> Task requirements
Repeat each entry exactly, but do not carry over the pictures.

> Task input
◇ ◇ ◇

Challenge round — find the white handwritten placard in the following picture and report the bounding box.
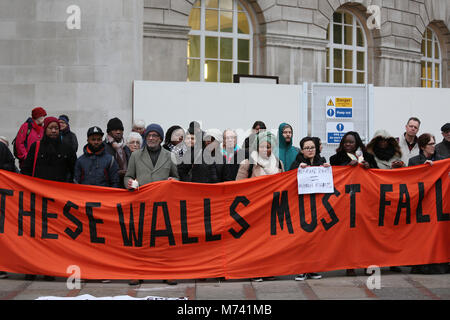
[297,167,334,195]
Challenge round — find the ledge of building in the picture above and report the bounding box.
[143,23,190,40]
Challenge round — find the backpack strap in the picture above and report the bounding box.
[24,121,32,150]
[32,141,40,177]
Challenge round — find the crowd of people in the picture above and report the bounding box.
[0,107,449,283]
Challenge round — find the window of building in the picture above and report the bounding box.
[326,11,367,84]
[421,27,442,88]
[187,0,253,82]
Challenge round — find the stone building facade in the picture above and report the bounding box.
[144,0,449,86]
[0,0,449,147]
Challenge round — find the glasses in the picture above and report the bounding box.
[147,134,160,139]
[303,147,316,151]
[129,141,140,145]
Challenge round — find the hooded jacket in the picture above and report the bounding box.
[15,118,44,164]
[278,123,299,171]
[74,143,120,188]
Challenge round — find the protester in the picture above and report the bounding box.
[435,123,450,159]
[408,133,444,166]
[278,123,299,171]
[22,117,77,182]
[0,137,16,173]
[397,117,421,164]
[236,131,283,181]
[124,123,179,286]
[222,129,245,181]
[0,136,9,147]
[15,107,47,170]
[21,116,77,281]
[290,136,329,281]
[132,119,146,137]
[311,137,327,163]
[329,131,378,277]
[366,130,404,169]
[242,121,266,159]
[236,131,283,282]
[329,131,378,169]
[162,125,187,162]
[58,115,78,154]
[408,132,448,274]
[366,130,405,273]
[126,132,143,153]
[105,117,131,187]
[290,137,330,170]
[178,128,224,183]
[74,126,120,188]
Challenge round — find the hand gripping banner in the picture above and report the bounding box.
[0,159,449,280]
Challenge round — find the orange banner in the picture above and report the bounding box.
[0,159,449,280]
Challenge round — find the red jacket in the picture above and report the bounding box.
[15,118,44,164]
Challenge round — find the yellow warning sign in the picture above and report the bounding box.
[327,99,335,107]
[335,98,352,108]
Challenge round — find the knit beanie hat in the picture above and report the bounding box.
[58,115,69,124]
[144,123,164,141]
[107,117,124,133]
[32,107,47,120]
[43,117,60,132]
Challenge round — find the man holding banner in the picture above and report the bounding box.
[124,123,179,285]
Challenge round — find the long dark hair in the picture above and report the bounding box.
[163,125,183,146]
[336,131,366,153]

◇ ◇ ◇

> Answer box
Challenge round — find the white handwritten placard in the following picture and report the bounding box.
[297,167,334,195]
Challenge round — find the ledge of building in the picture above and report the bounding box.
[143,23,190,40]
Challenge round — find the backpack strap in the picture above and report the bounding box.
[24,121,32,150]
[32,141,40,177]
Challenge round — find the crowd of people in the picture above and report the bounding box.
[0,107,449,283]
Challenge round — find the window of building in the picture above and report the bounding box.
[326,11,367,84]
[421,27,442,88]
[187,0,253,82]
Challenge round — find the stone building facade in the picture above and report the bounding box.
[144,0,449,86]
[0,0,449,147]
Challenge round — find the glasses in the picture above and report the bounding box.
[147,134,160,139]
[303,147,316,151]
[129,141,140,145]
Challenge round — find the hooded jacket in the picture above and report the bounding box.
[15,118,44,164]
[278,123,299,171]
[74,143,120,188]
Challenge round — find the protester in the picture above and report the bounding box.
[435,123,450,159]
[408,133,444,166]
[278,123,299,171]
[22,117,77,182]
[0,137,16,173]
[397,117,421,164]
[236,131,283,181]
[124,123,179,286]
[222,129,245,181]
[0,136,9,147]
[15,107,47,170]
[21,116,77,281]
[290,136,329,281]
[132,119,146,137]
[311,137,327,163]
[329,131,378,277]
[366,130,404,169]
[242,121,266,159]
[236,131,283,282]
[329,131,378,169]
[162,125,187,162]
[58,115,78,154]
[408,132,448,274]
[366,130,405,273]
[126,132,143,153]
[105,117,131,187]
[290,137,330,170]
[178,128,224,183]
[74,126,120,188]
Challenge round — find the hand gripping banner in the picture above and report the bounding box.
[0,159,449,280]
Challenge round — find the orange banner in the picture above and report the bounding box.
[0,159,449,280]
Challenge round — find the red jacket in the picture above and report the bounding box.
[15,118,44,164]
Challenge round — find the yellow warning sign in the picture above and report the bounding box.
[327,99,335,107]
[335,98,352,108]
Challenge round — find the knit beanie hat in the picture above and report the bounding box.
[58,115,69,124]
[144,123,164,141]
[107,117,124,133]
[32,107,47,120]
[43,117,60,132]
Challenge round — find the man holding banner in the picture above and report the bounding box.
[124,123,179,285]
Challenge round — find the long dark hair in the picture above and report the bounding box.
[163,125,183,146]
[336,131,366,153]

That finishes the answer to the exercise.